--- TASK DETAILS ---
Count how many lines of the data below contain the word "post". Reply with the number alone.

Items from a dataset
=====
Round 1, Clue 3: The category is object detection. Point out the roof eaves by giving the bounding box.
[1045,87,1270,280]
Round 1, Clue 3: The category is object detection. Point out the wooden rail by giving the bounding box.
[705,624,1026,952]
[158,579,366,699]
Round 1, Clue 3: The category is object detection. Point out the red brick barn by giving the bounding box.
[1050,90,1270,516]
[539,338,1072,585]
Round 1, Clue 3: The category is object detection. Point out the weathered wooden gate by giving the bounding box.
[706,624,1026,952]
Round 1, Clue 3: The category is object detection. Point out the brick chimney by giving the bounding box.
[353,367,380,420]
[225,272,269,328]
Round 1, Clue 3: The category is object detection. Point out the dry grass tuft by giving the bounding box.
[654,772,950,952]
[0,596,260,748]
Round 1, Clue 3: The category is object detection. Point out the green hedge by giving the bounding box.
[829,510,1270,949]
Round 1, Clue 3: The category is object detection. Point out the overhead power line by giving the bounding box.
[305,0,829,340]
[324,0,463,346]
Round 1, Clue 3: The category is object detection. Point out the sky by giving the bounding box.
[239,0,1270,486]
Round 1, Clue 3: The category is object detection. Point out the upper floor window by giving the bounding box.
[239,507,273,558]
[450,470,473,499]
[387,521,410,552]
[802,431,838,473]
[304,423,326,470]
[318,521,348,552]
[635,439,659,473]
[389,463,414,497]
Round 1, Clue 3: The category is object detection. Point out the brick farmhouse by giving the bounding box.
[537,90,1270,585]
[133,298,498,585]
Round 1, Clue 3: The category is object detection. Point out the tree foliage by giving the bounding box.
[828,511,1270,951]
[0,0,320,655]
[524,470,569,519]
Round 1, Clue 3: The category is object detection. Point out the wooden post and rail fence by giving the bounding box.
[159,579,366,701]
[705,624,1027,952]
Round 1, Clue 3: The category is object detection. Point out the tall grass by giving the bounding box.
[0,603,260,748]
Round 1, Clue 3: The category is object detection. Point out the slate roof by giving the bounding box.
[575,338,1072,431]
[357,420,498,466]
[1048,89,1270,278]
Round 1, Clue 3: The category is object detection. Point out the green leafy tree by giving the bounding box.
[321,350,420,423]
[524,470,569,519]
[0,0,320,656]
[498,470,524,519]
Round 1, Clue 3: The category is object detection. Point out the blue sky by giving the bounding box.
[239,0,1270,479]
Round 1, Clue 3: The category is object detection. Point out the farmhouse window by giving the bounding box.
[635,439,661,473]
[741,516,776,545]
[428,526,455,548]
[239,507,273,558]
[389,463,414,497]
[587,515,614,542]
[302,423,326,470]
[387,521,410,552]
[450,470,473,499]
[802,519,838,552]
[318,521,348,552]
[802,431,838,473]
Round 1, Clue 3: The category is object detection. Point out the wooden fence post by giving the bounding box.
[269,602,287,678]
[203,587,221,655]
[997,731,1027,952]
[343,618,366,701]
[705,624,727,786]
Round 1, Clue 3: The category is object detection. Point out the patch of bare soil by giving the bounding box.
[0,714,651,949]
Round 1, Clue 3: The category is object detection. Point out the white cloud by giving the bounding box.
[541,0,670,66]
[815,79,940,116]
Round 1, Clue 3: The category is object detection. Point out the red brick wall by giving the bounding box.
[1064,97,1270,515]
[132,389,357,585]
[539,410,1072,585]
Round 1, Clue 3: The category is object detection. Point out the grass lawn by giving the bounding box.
=====
--- RESULT OF THE EXERCISE ---
2